Dataset excerpt
▼
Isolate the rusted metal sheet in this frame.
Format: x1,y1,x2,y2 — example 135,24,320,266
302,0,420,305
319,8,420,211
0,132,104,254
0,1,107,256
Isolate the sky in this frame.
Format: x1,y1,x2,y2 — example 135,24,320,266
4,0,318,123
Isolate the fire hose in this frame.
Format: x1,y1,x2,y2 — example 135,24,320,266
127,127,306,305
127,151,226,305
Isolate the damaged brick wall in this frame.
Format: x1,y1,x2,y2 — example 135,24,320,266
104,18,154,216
▲
▼
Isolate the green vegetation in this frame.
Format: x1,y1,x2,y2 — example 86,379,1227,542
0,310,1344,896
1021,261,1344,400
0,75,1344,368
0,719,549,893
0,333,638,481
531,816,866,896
▲
▼
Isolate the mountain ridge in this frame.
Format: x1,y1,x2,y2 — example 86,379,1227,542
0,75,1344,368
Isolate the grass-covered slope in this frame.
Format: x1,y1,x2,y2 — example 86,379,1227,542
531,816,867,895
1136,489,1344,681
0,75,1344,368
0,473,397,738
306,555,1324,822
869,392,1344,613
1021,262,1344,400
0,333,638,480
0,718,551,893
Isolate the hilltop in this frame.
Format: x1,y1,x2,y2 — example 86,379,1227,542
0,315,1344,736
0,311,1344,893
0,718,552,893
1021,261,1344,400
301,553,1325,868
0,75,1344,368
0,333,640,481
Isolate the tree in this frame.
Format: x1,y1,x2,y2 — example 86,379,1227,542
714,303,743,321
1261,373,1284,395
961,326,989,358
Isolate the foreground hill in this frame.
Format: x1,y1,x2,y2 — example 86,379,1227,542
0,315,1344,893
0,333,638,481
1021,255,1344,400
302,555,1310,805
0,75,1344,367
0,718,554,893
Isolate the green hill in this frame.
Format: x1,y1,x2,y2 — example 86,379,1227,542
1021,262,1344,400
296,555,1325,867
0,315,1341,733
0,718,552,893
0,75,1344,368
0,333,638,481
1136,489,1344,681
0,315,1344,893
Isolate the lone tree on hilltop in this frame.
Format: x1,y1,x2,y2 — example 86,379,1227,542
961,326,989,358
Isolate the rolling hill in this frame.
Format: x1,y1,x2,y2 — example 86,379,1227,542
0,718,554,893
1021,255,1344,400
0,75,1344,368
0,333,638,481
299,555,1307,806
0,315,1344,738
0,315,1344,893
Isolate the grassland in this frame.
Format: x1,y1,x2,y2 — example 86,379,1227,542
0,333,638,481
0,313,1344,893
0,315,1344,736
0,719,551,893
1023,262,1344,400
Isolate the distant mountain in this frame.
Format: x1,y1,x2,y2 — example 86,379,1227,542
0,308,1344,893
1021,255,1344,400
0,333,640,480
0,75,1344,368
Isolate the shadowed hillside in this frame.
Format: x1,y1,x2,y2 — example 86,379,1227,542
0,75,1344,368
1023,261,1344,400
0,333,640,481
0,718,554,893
▲
## GIVEN REQUEST
Copy the material from the line containing "Isolate the rusted metal sheet in this frame." through the line containing "104,18,154,216", changing every "Isolate" to "Locate" and keeping everything else the same.

## ANSWER TO THIS EXERCISE
Locate the rusted metal sheet in this frame.
Format: x1,y1,x2,y2 — example 135,24,320,266
302,0,420,305
319,8,420,211
0,132,104,254
0,1,107,256
Locate the sky in this frame.
Format: x1,y1,x2,y2 — example 135,24,320,266
4,0,318,123
Locate the fire hose in this frame.
Format: x1,y1,x2,y2 — example 135,24,320,266
127,127,306,305
127,151,226,305
Locate the damaged brick wall in this frame.
Format: x1,y1,x2,y2 — example 135,24,320,266
104,18,154,216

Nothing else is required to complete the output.